(Phrase grounding data)

++++++++++++++++++++

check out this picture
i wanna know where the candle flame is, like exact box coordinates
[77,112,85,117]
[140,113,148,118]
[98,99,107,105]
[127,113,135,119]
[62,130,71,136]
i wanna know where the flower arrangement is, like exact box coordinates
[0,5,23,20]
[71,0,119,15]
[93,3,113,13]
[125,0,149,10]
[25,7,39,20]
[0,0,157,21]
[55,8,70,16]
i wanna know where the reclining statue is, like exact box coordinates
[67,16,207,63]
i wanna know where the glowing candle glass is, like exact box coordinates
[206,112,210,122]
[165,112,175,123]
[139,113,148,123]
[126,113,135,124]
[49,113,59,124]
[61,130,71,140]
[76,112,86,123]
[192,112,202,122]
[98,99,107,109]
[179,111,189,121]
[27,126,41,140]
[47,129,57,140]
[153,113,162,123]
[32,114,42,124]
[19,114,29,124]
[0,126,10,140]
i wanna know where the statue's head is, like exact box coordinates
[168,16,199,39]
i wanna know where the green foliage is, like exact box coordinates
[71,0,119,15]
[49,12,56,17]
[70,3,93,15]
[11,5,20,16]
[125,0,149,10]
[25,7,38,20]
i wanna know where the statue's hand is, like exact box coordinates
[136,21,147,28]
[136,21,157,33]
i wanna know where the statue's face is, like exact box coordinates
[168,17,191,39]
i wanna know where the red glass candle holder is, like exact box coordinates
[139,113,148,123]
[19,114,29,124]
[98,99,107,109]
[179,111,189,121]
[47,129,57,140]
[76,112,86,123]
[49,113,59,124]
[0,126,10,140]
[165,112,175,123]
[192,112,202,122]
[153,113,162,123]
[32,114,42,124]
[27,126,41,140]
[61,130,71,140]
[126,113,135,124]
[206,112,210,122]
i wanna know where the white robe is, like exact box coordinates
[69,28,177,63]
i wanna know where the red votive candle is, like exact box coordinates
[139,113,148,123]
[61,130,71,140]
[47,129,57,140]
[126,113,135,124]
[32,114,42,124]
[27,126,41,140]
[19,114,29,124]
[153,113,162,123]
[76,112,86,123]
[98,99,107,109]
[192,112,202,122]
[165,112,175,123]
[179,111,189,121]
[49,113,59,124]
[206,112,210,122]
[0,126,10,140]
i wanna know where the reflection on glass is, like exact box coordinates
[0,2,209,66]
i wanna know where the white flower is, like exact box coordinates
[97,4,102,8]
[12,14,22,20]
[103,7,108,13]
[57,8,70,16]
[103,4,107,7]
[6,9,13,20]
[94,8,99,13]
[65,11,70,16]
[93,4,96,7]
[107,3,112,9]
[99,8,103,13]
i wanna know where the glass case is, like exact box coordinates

++++++++++++++++++++

However many lines the data holds, return each one exactly.

check out this picture
i wanna know where the candle flame is, like exact box coordinates
[77,112,85,117]
[140,113,148,118]
[98,99,107,105]
[127,113,135,119]
[62,130,71,136]
i wanna know where the flower arrangement is, like exact box coordinates
[0,5,23,20]
[71,0,119,15]
[93,3,113,13]
[125,0,149,10]
[25,7,39,20]
[0,0,157,21]
[55,8,70,16]
i wanna know where the reclining statue is, like exact box coordinates
[67,16,207,63]
i wanna know where the glowing candle glass is, like exact box coordinates
[206,112,210,122]
[165,112,175,123]
[139,113,148,123]
[126,113,135,124]
[49,113,59,124]
[61,130,71,140]
[76,112,86,123]
[192,112,202,122]
[98,99,107,109]
[179,111,189,121]
[27,126,41,140]
[47,129,57,140]
[153,113,162,123]
[32,114,42,124]
[19,114,29,124]
[0,126,10,140]
i wanna know where the statue's head is, like exact box coordinates
[168,16,199,39]
i wanna know where the green foliage is, like exact box coordinates
[71,0,119,15]
[49,12,56,17]
[70,3,93,15]
[11,5,20,16]
[125,0,149,10]
[25,7,38,20]
i wanna know where the statue's hand is, like exact box coordinates
[136,21,147,28]
[136,21,157,33]
i wanna know where the statue's face is, like exact box coordinates
[168,17,191,39]
i wanna know where the red glass candle holder is, like exact box coordinates
[139,113,148,123]
[19,114,29,124]
[98,99,107,109]
[179,111,189,121]
[47,129,57,140]
[76,112,86,123]
[49,113,59,124]
[0,126,10,140]
[165,112,175,123]
[192,112,202,122]
[153,113,162,123]
[32,114,42,124]
[27,126,41,140]
[61,130,71,140]
[126,113,135,124]
[206,112,210,122]
i wanna know where the white robe is, like exact box coordinates
[69,28,177,63]
i wanna know where the red votive candle is, like exact box coordinates
[139,113,148,123]
[61,130,71,140]
[47,129,57,140]
[126,113,135,124]
[32,114,42,124]
[27,126,41,140]
[19,114,29,124]
[153,113,162,123]
[76,112,86,123]
[98,99,107,109]
[192,112,202,122]
[165,112,175,123]
[179,111,189,121]
[49,113,59,124]
[206,112,210,122]
[0,126,10,140]
i wanna know where the reflection on glass is, like exact box coordinates
[0,2,209,66]
i wanna know where the white flower is, like exact box coordinates
[97,4,102,8]
[12,14,22,20]
[103,7,108,13]
[57,8,70,16]
[103,4,107,7]
[6,9,13,20]
[94,8,99,13]
[65,11,70,16]
[93,4,96,7]
[107,3,112,9]
[99,8,103,13]
i wanna know where the glass case is, like exact box coordinates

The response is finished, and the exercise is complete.